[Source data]

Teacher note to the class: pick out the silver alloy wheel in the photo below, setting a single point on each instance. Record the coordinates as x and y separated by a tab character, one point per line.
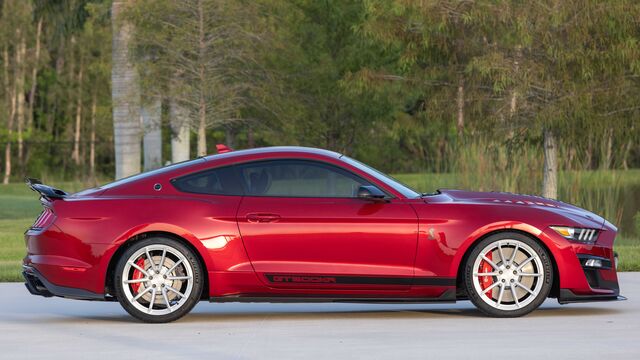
157	279
515	277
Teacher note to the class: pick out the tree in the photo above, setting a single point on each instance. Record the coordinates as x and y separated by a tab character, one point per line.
198	50
126	95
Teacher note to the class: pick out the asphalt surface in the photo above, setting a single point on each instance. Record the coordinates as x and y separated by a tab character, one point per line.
35	327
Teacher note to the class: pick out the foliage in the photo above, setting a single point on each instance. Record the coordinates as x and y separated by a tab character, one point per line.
404	85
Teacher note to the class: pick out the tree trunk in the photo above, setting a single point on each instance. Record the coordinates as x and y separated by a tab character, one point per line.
550	181
20	57
460	104
92	139
202	133
625	154
152	139
11	106
34	75
230	137
607	151
202	106
125	95
76	134
250	140
179	119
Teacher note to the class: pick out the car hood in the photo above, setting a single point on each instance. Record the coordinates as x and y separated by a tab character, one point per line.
578	215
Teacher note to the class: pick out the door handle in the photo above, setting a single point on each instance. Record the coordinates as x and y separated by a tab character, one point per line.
262	217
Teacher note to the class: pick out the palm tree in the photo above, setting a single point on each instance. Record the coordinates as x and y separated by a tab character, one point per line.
125	93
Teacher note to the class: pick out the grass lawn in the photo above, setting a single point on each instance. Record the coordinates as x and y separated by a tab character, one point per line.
19	207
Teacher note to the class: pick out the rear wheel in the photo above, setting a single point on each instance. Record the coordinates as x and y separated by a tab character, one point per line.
158	280
508	275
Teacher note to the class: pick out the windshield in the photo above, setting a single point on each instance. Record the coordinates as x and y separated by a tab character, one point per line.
395	184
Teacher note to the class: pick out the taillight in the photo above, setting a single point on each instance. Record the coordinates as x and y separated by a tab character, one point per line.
45	219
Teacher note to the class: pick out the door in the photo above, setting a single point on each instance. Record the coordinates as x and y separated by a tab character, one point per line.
302	226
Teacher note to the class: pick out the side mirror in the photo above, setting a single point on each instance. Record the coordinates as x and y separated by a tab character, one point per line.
370	193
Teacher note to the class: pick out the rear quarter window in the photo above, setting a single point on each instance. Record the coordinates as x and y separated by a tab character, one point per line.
219	181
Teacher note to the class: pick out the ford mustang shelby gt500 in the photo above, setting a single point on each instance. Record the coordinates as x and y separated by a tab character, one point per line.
298	224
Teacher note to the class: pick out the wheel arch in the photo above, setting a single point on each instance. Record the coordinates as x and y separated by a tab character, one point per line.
555	286
144	235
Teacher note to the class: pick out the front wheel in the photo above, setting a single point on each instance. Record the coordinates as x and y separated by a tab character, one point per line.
508	275
158	280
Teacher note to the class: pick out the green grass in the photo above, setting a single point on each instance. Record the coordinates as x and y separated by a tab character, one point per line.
19	207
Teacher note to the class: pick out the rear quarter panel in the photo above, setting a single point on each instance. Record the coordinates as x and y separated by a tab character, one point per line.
100	226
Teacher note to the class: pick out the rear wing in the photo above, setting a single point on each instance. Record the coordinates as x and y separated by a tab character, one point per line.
45	190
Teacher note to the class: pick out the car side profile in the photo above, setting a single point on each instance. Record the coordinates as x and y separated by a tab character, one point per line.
294	224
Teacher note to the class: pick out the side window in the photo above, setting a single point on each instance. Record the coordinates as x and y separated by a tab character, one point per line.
220	181
299	178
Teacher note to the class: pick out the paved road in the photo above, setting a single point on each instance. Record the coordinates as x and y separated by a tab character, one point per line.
35	327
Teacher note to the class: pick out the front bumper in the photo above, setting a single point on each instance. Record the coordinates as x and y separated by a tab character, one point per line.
599	266
37	284
567	296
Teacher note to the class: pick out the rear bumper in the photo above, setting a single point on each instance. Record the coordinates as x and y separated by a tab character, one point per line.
37	284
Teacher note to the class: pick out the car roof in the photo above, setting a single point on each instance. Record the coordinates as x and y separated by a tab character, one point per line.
226	155
274	150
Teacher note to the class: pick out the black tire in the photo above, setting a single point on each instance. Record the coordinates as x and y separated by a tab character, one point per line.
547	270
192	298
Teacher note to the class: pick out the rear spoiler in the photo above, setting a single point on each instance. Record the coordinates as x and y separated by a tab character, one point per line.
45	190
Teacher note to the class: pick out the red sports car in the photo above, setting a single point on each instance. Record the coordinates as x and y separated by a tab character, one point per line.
293	224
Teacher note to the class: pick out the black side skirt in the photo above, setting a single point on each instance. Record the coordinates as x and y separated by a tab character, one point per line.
449	296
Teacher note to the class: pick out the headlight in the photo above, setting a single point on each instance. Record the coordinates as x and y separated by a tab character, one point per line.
583	235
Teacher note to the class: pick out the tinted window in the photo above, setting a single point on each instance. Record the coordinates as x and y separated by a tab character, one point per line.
298	178
397	185
220	181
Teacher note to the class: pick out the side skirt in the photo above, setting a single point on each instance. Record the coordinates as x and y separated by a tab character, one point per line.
448	296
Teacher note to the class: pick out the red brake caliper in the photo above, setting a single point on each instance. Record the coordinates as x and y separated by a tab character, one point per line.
137	274
485	267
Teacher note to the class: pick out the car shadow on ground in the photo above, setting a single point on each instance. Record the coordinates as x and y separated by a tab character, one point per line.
253	315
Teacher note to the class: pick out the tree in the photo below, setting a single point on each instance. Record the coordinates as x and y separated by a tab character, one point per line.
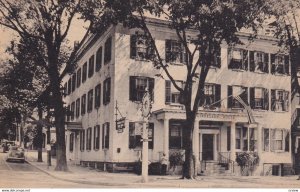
47	22
213	22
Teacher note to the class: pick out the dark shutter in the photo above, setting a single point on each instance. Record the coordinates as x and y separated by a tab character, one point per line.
252	62
132	88
287	64
273	66
230	98
266	99
266	63
167	50
132	46
168	92
252	101
217	95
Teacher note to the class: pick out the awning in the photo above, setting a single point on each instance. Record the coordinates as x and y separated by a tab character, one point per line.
73	126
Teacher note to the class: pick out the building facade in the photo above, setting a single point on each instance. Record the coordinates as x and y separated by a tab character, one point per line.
103	97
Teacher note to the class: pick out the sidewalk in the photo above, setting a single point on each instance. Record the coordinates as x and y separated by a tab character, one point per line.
85	175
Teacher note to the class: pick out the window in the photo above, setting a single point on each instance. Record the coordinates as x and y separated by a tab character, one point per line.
72	110
175	52
105	136
106	91
276	139
73	82
83	104
78	77
212	95
71	143
138	86
107	50
238	59
280	64
96	137
259	98
234	91
140	48
69	86
91	66
84	72
82	140
99	59
77	107
90	100
89	139
97	95
259	62
171	93
135	135
279	100
175	135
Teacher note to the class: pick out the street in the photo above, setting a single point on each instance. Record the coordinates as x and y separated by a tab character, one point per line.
24	175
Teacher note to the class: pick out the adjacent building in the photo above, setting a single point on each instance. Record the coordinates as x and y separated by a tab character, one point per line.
103	97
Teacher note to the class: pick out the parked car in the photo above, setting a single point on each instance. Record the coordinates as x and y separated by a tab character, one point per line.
16	153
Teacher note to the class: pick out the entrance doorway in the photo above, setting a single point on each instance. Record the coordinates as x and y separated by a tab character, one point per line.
208	147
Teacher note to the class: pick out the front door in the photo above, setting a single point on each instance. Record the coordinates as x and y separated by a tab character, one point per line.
207	146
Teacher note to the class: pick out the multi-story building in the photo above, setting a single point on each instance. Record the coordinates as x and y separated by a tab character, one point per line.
114	69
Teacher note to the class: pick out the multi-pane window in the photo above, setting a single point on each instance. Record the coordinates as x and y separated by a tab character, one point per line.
259	98
137	87
90	100
97	137
107	50
84	72
91	66
78	77
175	52
259	61
140	47
276	139
238	59
77	111
89	139
233	92
105	136
212	95
172	95
175	135
99	59
280	64
279	100
106	91
72	110
71	143
97	95
83	104
82	140
135	135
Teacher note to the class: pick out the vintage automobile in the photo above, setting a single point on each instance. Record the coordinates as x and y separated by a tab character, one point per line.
16	154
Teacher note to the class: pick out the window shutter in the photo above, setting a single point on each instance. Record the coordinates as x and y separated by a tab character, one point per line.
151	88
287	64
168	91
230	98
167	50
132	90
132	46
252	62
266	99
266	63
217	95
273	65
252	101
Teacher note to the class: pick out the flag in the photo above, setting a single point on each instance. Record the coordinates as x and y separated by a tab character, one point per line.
248	109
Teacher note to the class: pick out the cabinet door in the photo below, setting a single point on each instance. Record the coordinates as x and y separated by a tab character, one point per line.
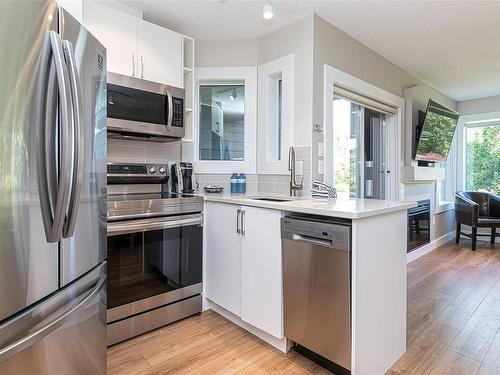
262	291
223	256
160	54
117	31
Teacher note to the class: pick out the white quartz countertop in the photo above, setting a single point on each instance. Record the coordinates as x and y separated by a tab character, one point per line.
348	208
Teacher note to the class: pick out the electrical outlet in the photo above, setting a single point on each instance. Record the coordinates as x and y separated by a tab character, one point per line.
298	167
321	167
318	128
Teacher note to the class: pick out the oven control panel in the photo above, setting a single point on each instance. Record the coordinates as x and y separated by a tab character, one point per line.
139	170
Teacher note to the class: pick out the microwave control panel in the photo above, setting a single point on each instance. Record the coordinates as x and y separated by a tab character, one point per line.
178	112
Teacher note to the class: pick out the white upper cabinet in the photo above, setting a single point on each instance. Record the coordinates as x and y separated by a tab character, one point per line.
135	47
73	7
160	54
117	31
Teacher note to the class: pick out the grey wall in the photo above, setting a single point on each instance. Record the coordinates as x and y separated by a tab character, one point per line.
484	105
232	52
296	38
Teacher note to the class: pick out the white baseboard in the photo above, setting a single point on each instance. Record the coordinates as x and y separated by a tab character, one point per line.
486	238
282	344
421	251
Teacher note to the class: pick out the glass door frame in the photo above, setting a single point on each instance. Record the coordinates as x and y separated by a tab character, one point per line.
394	126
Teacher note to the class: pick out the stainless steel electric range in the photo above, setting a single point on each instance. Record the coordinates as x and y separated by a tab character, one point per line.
155	243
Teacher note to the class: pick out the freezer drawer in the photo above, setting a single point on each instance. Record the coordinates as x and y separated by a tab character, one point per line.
65	334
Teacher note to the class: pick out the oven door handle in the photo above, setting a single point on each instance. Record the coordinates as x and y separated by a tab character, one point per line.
170	108
138	226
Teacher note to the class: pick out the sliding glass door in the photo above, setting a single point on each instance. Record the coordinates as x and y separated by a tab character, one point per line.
359	150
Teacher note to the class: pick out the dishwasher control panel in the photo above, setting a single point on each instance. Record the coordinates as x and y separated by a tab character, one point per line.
333	234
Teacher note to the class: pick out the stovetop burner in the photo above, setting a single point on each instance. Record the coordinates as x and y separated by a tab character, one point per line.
139	206
146	196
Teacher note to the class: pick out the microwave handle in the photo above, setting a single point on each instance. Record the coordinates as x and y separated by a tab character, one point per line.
170	109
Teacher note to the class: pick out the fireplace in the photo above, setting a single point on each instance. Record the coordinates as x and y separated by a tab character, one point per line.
419	225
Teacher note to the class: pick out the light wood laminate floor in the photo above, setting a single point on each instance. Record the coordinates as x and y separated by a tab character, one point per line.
453	328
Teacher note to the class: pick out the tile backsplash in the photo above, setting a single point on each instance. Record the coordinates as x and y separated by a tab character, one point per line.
126	151
267	183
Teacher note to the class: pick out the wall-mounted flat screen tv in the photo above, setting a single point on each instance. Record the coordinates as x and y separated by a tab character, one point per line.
437	133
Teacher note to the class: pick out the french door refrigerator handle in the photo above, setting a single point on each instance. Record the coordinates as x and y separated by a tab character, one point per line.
238	214
243	231
53	188
44	140
52	324
63	189
78	145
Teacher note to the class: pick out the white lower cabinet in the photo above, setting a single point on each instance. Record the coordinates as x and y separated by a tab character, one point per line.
223	256
243	270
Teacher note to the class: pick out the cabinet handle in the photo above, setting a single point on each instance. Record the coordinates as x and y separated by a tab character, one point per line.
133	64
142	66
243	231
238	213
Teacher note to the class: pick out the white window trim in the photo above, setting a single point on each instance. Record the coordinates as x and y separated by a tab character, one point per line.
394	188
284	66
229	75
450	182
461	145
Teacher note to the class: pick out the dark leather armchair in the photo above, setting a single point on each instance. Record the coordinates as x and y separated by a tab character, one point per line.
477	210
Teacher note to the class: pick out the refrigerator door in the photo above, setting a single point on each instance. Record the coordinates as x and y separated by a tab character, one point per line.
84	245
28	262
66	334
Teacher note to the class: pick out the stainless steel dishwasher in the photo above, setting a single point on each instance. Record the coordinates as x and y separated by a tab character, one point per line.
317	288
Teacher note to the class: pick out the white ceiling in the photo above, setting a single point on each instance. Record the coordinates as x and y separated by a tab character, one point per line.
454	46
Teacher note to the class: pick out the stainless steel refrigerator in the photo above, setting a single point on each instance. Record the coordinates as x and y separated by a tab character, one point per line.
52	192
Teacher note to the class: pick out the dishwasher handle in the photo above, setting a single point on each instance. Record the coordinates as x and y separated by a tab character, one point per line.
312	240
317	233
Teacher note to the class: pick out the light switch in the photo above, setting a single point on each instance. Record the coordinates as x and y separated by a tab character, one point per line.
321	149
321	167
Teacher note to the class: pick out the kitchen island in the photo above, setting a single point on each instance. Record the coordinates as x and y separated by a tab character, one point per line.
244	269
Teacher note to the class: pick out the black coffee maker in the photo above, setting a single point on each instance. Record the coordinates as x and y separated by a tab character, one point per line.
182	178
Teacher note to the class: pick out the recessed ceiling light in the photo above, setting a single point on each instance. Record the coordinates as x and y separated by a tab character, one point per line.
267	9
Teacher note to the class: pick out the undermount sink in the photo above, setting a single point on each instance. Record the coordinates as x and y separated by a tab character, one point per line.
272	199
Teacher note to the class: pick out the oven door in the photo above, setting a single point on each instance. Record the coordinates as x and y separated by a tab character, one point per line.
142	108
152	263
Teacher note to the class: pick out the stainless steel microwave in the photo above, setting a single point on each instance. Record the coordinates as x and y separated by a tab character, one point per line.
143	109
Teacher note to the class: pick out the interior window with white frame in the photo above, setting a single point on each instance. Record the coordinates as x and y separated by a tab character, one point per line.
225	132
275	111
482	156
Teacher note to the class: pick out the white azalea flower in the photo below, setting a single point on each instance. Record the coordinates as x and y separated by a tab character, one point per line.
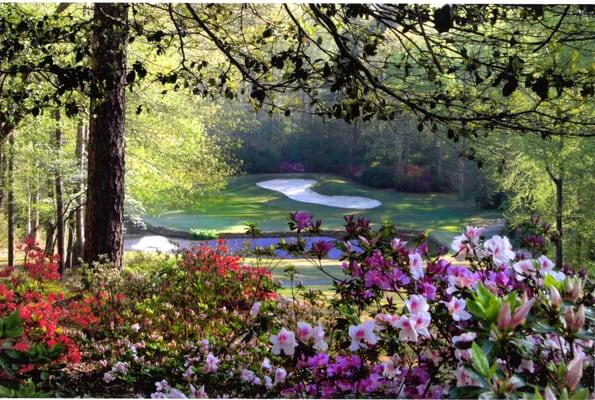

What is expected:
Produce an exact copy of only those lines that run from the line with "stainless steel microwave" to the final line of the records, including both; exclude images.

Answer for the task:
Teacher note to the class: pick out the stainless steel microwave in the photo above, setting a single point on each instance. Record the coordinates as x and y separated by a tab character, one point per line.
143	109
Teacher note to the class: pick out the interior window with white frame in the photo above, setting a single point on each instance. Record the coordinates as x and y separated by a tab character, one point per line.
225	132
275	111
482	156
Teacher note to the class: pick out the white azalea flower in the photo below, setting a single point on each instance. Record the coordinates as x and y separated by a tab character, one point per line.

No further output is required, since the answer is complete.